Provided information >>
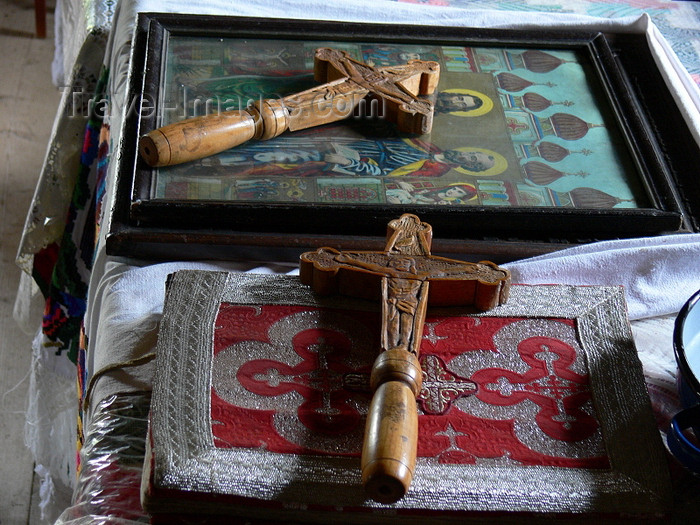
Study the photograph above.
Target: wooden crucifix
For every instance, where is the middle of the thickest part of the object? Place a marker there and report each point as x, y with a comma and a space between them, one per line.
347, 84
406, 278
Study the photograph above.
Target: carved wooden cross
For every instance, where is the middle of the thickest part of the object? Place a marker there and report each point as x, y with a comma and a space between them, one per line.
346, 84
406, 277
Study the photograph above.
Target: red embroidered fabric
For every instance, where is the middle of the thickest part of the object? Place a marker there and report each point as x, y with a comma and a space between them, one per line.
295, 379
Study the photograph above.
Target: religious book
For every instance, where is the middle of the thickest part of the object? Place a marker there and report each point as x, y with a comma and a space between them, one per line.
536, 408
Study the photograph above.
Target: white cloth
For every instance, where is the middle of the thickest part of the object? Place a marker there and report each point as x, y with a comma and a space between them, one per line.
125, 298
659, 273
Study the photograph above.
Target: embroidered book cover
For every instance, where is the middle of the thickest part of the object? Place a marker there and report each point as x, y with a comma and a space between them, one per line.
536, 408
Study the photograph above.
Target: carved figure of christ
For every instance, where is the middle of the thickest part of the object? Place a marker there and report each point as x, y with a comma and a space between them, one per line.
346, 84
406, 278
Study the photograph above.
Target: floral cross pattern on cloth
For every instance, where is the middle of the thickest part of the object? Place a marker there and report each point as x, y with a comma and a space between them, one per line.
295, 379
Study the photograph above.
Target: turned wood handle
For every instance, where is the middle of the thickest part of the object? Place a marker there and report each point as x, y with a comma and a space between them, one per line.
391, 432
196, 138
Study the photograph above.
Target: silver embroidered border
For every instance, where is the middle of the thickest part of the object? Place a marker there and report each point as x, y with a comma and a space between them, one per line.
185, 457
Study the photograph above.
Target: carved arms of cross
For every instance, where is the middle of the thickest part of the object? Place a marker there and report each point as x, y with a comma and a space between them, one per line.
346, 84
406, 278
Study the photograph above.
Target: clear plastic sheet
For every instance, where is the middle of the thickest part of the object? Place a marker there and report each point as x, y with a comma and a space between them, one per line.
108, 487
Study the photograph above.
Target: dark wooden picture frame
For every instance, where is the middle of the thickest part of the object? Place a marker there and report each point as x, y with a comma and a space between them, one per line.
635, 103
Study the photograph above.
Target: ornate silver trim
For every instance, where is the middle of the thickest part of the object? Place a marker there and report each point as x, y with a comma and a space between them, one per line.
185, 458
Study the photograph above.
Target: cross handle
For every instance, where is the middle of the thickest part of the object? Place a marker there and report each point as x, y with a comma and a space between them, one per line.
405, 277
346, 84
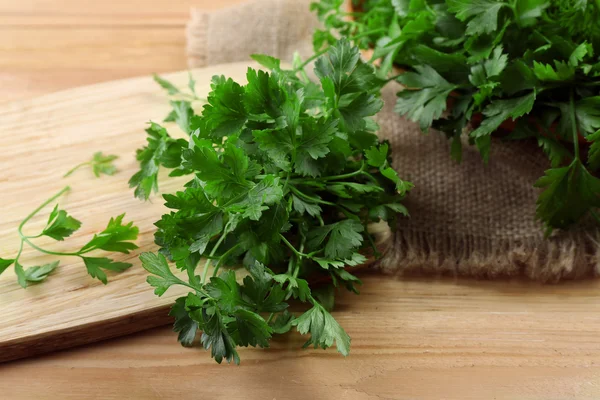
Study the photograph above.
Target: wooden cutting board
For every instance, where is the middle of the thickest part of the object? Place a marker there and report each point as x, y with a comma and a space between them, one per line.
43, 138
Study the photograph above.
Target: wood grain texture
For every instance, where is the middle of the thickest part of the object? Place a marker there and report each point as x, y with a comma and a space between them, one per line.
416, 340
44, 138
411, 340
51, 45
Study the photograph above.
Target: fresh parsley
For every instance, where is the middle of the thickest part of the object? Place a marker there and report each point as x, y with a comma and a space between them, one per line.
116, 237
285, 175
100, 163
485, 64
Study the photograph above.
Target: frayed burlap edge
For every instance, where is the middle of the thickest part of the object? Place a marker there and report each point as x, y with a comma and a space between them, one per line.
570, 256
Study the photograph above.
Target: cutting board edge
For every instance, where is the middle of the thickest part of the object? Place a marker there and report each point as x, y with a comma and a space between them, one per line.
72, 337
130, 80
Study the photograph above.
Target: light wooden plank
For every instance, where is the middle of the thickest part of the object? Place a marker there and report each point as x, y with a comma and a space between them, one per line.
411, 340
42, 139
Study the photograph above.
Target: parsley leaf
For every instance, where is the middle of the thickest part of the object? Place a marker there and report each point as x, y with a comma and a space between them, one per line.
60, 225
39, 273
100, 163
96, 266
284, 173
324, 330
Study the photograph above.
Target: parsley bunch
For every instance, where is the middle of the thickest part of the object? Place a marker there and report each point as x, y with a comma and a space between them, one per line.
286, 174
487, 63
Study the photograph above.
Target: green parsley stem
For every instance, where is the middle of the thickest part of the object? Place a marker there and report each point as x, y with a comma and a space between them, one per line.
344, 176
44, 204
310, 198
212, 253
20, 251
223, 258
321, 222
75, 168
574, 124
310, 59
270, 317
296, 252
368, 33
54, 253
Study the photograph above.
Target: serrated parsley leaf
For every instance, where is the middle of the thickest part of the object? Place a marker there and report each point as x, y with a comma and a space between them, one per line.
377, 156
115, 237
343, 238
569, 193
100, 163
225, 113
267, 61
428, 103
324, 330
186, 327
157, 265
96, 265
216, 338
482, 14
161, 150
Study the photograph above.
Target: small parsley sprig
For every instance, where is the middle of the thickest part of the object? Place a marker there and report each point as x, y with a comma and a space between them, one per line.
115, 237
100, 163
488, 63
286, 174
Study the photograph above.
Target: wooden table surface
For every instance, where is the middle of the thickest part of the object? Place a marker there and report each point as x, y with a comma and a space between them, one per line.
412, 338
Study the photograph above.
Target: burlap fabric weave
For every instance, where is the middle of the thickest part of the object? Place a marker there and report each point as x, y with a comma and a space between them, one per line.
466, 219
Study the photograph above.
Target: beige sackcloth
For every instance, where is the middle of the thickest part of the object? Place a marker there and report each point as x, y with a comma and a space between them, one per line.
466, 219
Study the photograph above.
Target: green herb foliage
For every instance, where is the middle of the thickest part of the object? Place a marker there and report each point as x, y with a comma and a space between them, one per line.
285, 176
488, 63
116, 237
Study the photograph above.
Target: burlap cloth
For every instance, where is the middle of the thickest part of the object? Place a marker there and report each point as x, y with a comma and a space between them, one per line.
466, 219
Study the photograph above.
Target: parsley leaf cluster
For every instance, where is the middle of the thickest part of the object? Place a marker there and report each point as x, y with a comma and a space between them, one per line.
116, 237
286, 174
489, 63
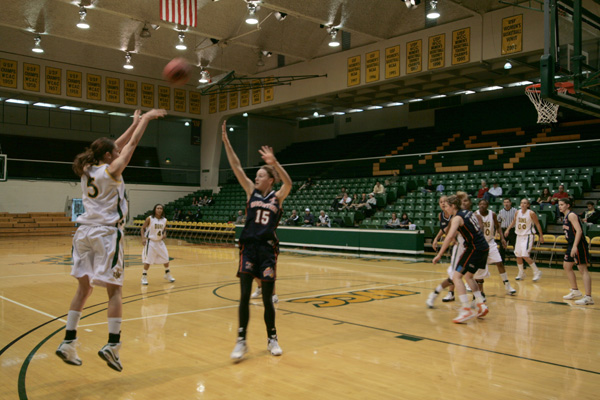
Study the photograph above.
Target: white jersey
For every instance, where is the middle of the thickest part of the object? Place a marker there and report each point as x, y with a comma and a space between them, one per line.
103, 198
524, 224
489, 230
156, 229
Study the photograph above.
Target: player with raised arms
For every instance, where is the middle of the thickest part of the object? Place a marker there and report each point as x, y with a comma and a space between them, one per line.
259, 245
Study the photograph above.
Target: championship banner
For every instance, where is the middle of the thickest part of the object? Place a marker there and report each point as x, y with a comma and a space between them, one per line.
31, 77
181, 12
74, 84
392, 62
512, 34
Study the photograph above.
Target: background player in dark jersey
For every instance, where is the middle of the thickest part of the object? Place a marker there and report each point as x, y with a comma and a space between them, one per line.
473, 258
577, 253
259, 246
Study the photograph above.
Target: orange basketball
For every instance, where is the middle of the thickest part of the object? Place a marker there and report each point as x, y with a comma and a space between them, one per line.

Exercise instructions >>
Scan the listing for "dark" and copy out each line that has it.

Result >>
Target: dark wooden picture frame
Target: background player in dark jersey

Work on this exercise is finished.